>> BEGIN

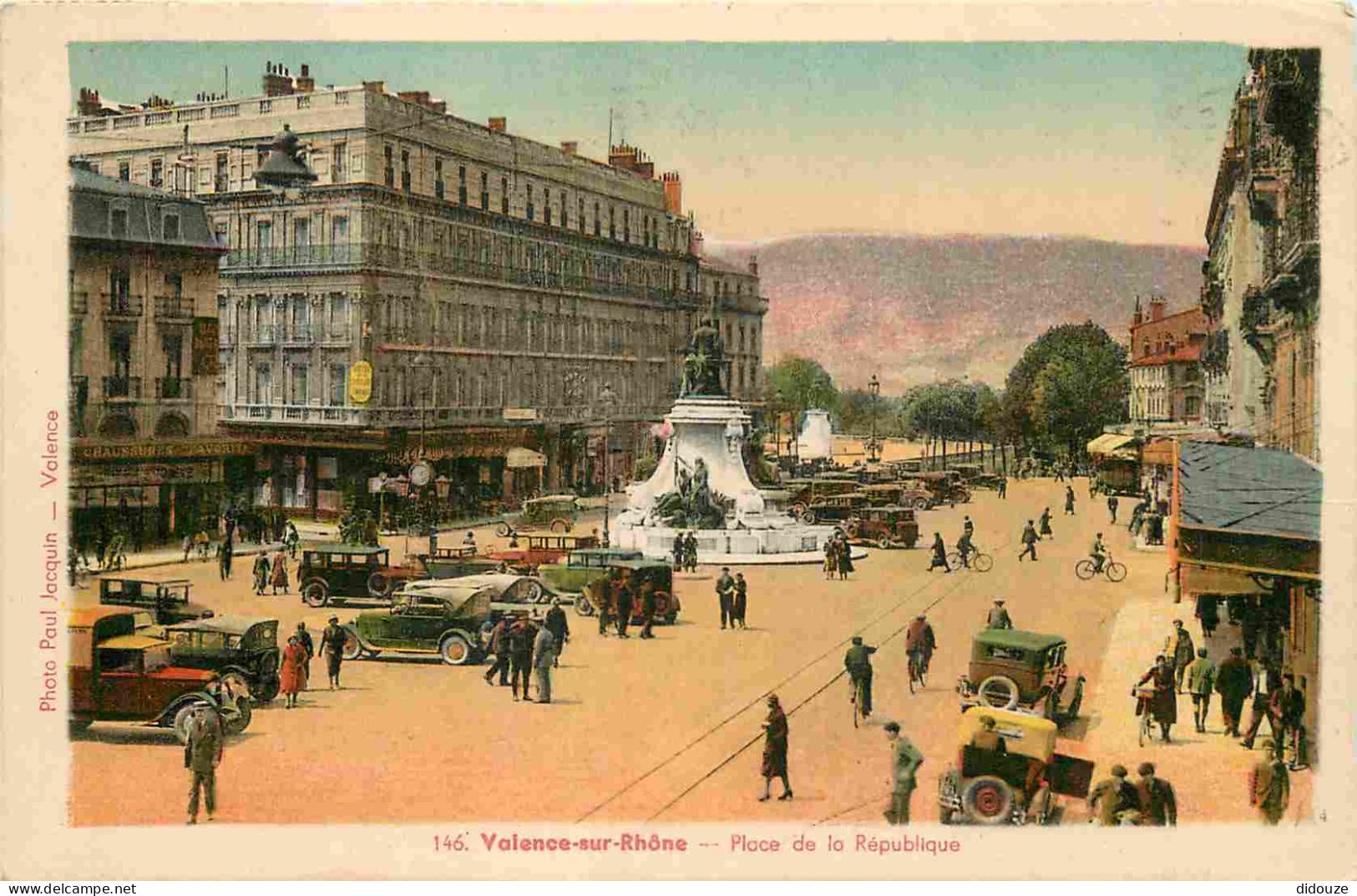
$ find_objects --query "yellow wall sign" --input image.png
[349,361,372,404]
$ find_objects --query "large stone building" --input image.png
[68,65,767,512]
[1127,295,1207,426]
[69,165,241,547]
[1201,50,1319,460]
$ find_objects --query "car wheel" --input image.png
[301,579,330,607]
[367,573,391,597]
[975,675,1018,709]
[961,775,1014,824]
[341,625,362,660]
[438,633,471,666]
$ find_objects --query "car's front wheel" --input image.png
[438,633,473,666]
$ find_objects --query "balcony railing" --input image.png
[104,376,141,402]
[102,292,145,317]
[156,376,193,402]
[156,296,193,323]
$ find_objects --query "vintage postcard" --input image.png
[0,3,1357,879]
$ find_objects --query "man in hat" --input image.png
[1136,762,1178,828]
[1248,738,1290,825]
[183,705,225,824]
[1088,763,1140,828]
[1216,647,1253,737]
[985,597,1014,629]
[885,721,924,824]
[1187,647,1216,733]
[844,635,877,716]
[1164,619,1197,694]
[321,616,349,691]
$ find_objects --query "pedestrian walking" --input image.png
[269,547,288,595]
[758,694,791,802]
[297,622,316,691]
[1088,763,1140,828]
[1239,662,1283,749]
[614,575,635,638]
[509,618,538,702]
[1136,762,1178,828]
[1216,647,1253,737]
[254,551,269,595]
[321,616,349,691]
[885,721,924,825]
[278,635,306,709]
[524,625,554,703]
[732,573,749,629]
[484,616,512,687]
[1132,653,1178,744]
[1164,619,1197,694]
[183,705,225,824]
[1187,647,1216,733]
[541,597,570,666]
[1248,738,1290,825]
[929,532,951,573]
[1018,520,1040,564]
[716,567,738,629]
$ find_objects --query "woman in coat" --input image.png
[758,694,791,802]
[1136,655,1178,744]
[278,635,306,709]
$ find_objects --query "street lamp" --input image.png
[867,373,881,463]
[599,382,615,547]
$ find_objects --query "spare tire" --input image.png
[975,675,1018,709]
[961,775,1016,824]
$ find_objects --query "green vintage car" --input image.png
[345,575,499,666]
[538,547,643,605]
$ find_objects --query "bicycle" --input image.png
[947,549,995,573]
[1075,554,1127,582]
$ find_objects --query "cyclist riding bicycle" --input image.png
[844,635,877,716]
[1088,532,1107,573]
[905,614,938,672]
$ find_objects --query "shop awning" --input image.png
[505,448,547,470]
[1088,433,1138,460]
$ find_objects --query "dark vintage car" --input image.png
[575,557,681,625]
[957,629,1084,722]
[297,543,428,607]
[67,607,251,742]
[99,579,212,625]
[165,616,278,703]
[938,706,1094,825]
[844,505,919,549]
[538,547,643,595]
[345,575,498,666]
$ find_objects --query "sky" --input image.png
[71,42,1247,247]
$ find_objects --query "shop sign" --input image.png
[349,361,372,404]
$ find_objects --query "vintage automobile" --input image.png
[297,543,428,607]
[844,505,919,549]
[798,492,871,525]
[538,547,643,597]
[575,558,680,625]
[165,616,280,703]
[343,575,499,666]
[486,535,599,573]
[938,706,1094,824]
[67,607,252,742]
[495,494,580,538]
[99,579,212,625]
[957,629,1084,722]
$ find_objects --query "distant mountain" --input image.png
[707,235,1205,393]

>> END

● Challenge
Locate each line in the entries above that contains the string "bicycle" and copy those lines in full. Case counts.

● Written response
$ find_objects --query "bicycle" --input image.png
$ find_objects --query "cyclist riding bicycle" --input image.png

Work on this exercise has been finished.